## Objective
Copy the material below, beginning at the line containing "Objective — one point per instance of the driver" and continuing through the line containing "[[331, 55]]". Switch "lorry" to "truck" and keep everything else the same.

Point annotation records:

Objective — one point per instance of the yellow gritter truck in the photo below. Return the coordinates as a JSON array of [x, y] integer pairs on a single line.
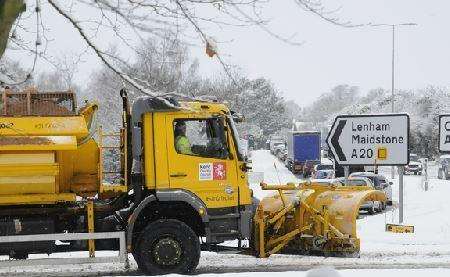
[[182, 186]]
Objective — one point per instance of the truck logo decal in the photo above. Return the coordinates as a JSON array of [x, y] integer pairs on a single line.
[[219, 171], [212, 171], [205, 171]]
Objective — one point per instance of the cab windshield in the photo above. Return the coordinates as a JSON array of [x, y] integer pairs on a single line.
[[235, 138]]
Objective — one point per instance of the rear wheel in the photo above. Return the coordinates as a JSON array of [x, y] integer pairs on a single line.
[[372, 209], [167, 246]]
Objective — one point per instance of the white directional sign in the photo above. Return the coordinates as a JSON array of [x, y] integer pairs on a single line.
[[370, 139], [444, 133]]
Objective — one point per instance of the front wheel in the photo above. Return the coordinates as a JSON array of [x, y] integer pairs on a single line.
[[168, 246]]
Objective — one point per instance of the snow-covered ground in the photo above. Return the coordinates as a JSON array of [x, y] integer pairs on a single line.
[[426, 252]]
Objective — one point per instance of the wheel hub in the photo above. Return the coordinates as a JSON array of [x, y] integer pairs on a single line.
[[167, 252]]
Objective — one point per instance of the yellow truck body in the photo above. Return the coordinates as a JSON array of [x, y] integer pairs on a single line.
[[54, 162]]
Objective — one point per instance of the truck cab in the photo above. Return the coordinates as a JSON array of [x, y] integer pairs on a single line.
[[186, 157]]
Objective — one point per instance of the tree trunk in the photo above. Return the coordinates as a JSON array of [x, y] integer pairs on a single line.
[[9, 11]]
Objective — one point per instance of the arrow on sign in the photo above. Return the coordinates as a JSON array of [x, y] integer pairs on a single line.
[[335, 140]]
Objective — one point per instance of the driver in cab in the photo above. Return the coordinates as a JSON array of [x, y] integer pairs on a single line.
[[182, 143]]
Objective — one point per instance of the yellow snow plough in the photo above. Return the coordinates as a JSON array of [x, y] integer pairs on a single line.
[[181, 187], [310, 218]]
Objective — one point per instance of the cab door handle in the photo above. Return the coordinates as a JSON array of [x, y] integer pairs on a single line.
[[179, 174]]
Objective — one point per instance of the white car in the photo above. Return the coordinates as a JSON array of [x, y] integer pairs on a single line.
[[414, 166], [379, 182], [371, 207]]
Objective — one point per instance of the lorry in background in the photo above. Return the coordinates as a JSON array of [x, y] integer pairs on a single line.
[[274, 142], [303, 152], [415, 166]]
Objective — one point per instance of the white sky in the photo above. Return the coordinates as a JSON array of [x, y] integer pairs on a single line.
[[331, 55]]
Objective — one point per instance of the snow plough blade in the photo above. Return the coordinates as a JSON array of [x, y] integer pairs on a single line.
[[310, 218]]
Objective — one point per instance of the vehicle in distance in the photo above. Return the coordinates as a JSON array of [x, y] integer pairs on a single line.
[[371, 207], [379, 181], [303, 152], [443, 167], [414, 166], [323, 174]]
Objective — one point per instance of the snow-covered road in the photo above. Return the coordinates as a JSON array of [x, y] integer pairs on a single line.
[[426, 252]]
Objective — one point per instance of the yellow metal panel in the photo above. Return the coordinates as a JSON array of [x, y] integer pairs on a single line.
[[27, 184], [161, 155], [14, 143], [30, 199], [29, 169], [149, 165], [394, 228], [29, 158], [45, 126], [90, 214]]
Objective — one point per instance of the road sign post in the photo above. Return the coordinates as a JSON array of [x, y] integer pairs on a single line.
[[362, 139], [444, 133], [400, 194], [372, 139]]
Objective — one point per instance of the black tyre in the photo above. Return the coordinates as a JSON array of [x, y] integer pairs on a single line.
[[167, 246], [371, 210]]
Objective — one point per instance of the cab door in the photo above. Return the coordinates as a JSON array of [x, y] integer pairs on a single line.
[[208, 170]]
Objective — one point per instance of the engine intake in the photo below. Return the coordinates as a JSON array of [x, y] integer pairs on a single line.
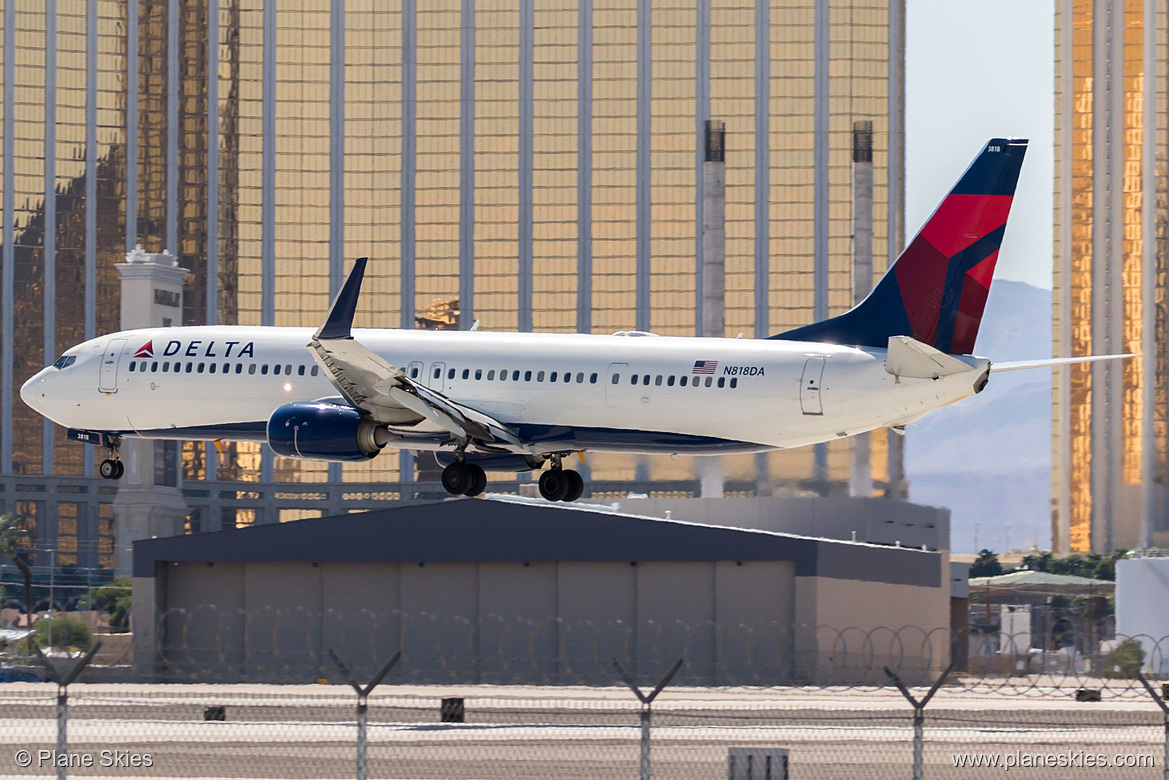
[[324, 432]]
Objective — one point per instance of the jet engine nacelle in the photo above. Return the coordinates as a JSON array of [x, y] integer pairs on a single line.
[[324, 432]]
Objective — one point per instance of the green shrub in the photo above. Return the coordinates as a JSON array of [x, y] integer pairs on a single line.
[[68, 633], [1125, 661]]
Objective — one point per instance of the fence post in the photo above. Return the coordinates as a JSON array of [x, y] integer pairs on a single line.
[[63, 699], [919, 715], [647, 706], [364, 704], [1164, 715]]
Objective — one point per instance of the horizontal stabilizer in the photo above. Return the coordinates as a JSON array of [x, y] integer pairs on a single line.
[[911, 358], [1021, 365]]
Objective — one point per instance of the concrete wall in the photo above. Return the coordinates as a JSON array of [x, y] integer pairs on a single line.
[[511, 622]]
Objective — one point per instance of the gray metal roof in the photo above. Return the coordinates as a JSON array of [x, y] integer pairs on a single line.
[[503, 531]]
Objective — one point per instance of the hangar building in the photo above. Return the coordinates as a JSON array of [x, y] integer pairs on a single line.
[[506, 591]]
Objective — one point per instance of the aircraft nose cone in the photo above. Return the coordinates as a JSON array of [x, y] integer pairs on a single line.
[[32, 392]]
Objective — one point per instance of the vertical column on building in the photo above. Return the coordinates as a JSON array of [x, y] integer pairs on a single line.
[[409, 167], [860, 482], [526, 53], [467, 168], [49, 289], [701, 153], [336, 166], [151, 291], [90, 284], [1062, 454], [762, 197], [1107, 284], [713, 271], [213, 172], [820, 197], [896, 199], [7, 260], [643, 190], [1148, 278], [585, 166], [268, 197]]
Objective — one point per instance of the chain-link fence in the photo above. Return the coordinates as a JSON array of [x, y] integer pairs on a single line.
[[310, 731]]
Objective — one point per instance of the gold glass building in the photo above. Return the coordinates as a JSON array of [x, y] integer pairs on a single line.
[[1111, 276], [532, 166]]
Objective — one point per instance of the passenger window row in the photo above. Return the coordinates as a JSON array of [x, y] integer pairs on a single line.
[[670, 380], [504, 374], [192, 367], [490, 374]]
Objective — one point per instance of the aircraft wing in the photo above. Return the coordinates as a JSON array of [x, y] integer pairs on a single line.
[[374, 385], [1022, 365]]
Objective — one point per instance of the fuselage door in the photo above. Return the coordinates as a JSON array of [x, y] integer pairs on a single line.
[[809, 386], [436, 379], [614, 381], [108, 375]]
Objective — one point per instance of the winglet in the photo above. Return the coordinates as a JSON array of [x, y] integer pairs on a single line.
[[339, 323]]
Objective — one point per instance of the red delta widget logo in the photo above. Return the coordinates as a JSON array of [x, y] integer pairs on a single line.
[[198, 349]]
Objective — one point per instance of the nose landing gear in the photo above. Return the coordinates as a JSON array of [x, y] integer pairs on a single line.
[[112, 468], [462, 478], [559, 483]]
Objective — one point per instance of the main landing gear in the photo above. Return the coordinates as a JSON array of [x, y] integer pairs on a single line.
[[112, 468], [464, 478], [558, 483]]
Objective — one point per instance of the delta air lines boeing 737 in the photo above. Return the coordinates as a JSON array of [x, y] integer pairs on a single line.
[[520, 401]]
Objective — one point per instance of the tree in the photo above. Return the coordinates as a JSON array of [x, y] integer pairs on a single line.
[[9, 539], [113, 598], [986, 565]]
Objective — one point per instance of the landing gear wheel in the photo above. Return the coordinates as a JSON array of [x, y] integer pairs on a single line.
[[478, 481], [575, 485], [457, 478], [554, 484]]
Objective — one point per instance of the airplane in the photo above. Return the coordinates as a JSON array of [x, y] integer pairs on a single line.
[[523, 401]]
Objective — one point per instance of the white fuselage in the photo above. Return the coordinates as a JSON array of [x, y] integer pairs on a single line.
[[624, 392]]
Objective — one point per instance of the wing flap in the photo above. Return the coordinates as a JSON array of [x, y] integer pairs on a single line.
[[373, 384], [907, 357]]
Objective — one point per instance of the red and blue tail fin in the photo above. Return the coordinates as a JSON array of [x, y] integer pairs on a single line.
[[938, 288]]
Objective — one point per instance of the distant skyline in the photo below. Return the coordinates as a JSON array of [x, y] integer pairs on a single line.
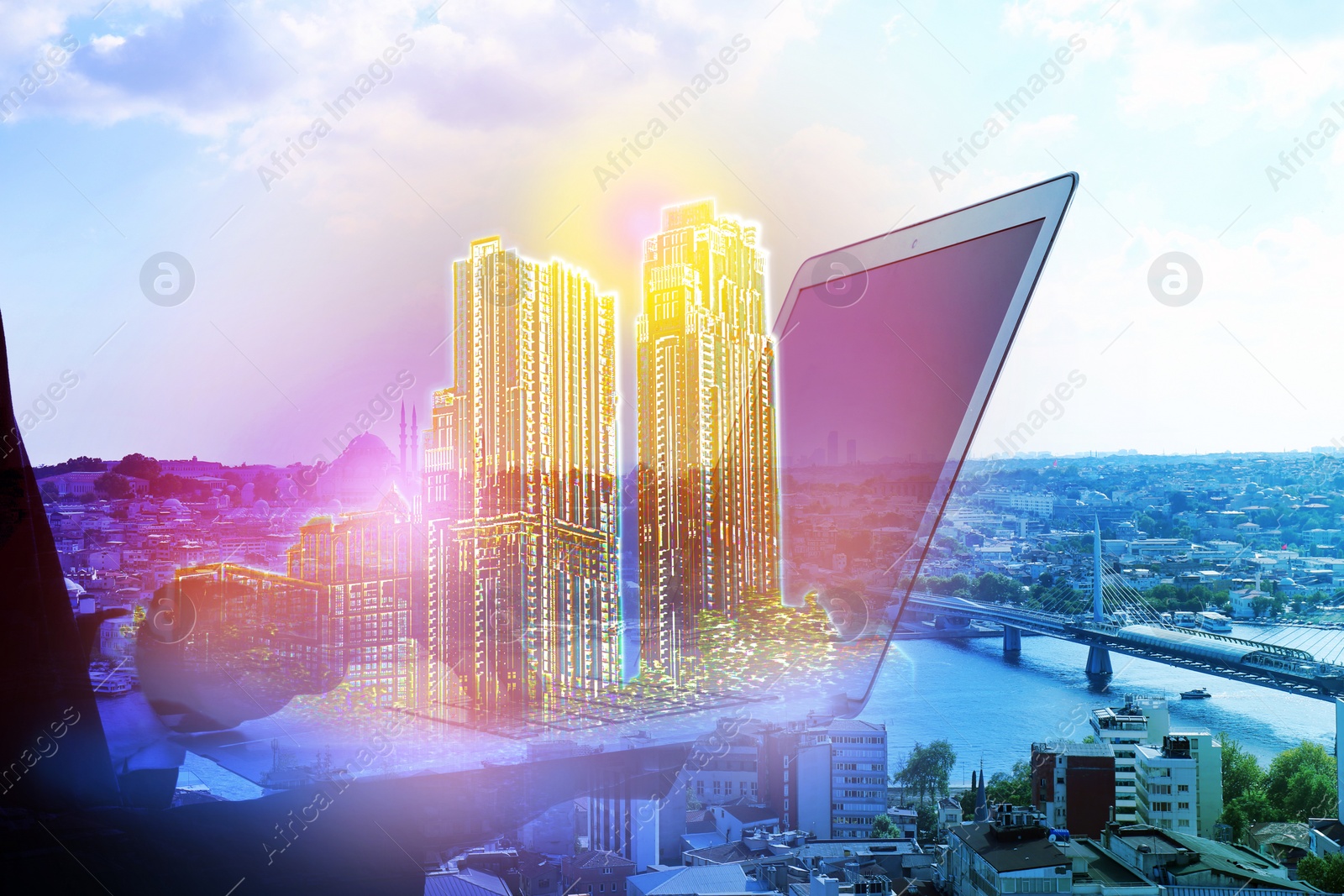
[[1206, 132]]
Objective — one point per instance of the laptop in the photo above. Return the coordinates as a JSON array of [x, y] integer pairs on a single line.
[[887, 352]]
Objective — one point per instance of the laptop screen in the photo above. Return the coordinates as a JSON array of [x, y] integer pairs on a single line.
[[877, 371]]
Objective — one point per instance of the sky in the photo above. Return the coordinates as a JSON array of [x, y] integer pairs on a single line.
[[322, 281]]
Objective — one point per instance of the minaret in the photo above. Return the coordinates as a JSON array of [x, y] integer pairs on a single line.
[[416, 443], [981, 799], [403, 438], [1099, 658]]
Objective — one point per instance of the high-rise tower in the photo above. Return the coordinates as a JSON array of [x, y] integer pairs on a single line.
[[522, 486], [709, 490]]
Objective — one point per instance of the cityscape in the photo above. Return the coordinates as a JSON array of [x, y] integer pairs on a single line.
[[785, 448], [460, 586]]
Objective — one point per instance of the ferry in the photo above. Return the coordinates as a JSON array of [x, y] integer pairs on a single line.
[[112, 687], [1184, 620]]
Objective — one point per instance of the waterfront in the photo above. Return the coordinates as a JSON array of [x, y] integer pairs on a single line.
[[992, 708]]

## Worked answer
Objective — one point per instance of the driver in cab in the photo above. Return the coordinates as a JSON array of [x, y] integer pairs on a single line.
[[182, 143]]
Objective — one point per instance of the yellow snow plough in the photo above. Return the coordinates as a JSON array of [x, y] integer pairs on a single line.
[[181, 187], [310, 218]]
Objective — one point per instance of the cab door handle in the photo above. Return the coordinates as a JSON array of [x, y] integer pairs on a single line.
[[179, 174]]
Objective — one point per instance of the white car in the photo above. Return the coordinates as a JSON array of [x, y] integer pairs on a single line.
[[414, 166], [379, 182], [371, 207]]
Objective — one point per instance of the truck in background in the photo above. Return the coordinates as a JSON array of [x, y] integer pairs on a single line.
[[274, 142], [303, 152], [415, 166]]
Objective — one point per instance of the white sky in the photo above. Return the coordinates as a JSON array of [x, y] integer pairs on a single line.
[[331, 55]]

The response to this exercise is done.